What is being asked
Reproduce verbatim the records starting with the line that contains "the finger, given" and continuing through the line that contains "(1115, 235)", both lines included.

[start of Given data]

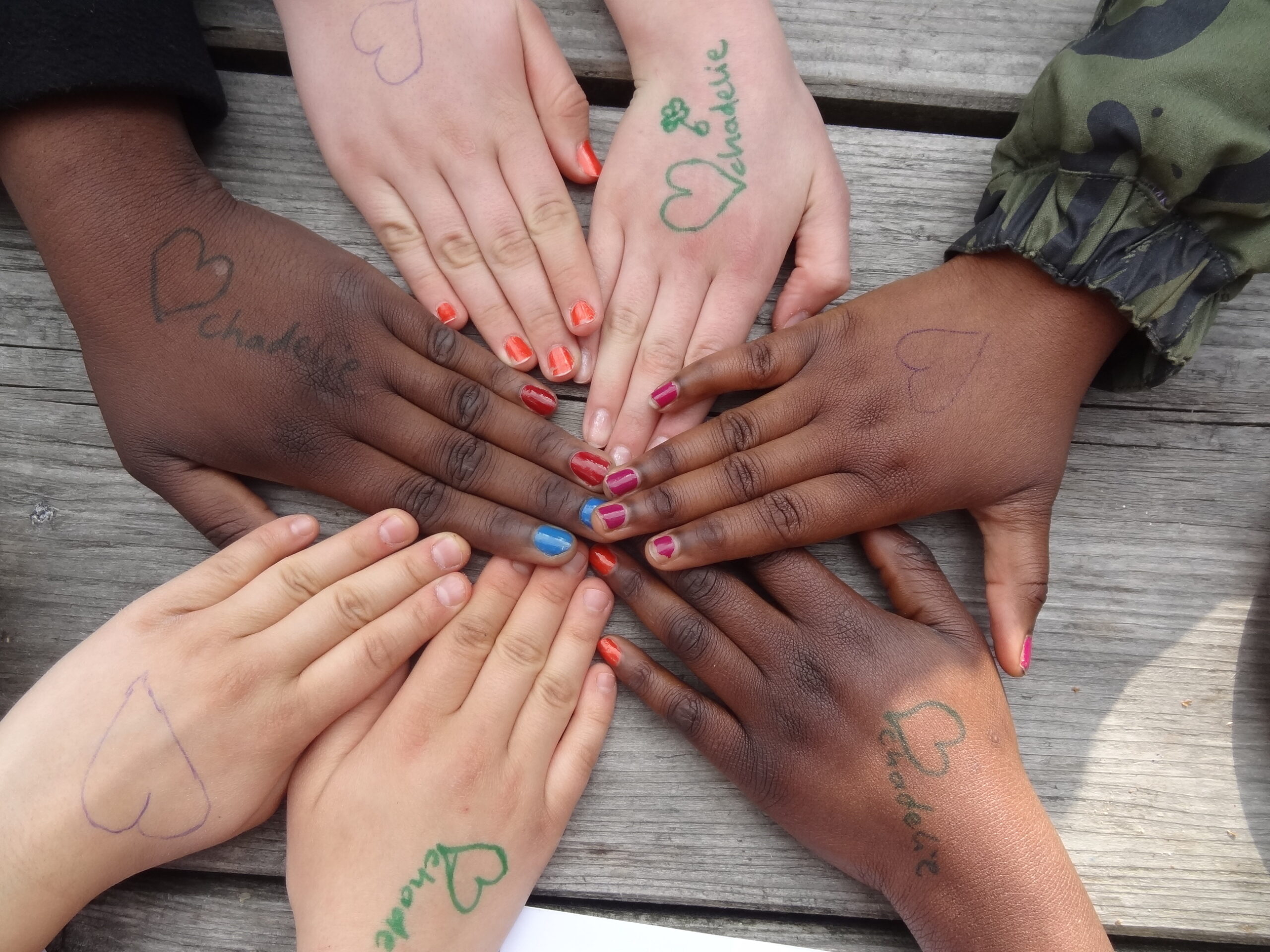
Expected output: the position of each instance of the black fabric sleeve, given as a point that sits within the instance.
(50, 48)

[end of Given data]
[start of Given data]

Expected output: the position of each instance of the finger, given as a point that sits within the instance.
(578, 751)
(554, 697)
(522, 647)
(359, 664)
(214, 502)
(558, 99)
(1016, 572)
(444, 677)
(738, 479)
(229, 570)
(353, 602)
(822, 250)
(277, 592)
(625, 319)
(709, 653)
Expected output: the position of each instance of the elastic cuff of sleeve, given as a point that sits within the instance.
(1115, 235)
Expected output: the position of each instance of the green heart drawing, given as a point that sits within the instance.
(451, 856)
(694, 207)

[end of Given data]

Solved problem
Expected output: the position of each instance of the finger, given as a point that sits within the instance.
(578, 751)
(554, 697)
(522, 647)
(359, 664)
(214, 502)
(558, 99)
(1016, 572)
(444, 677)
(738, 479)
(229, 570)
(353, 602)
(822, 250)
(277, 592)
(625, 319)
(709, 653)
Expected output: the position of each instance of the elastic cuff of sleeve, given as a point that sits within the instance.
(1115, 235)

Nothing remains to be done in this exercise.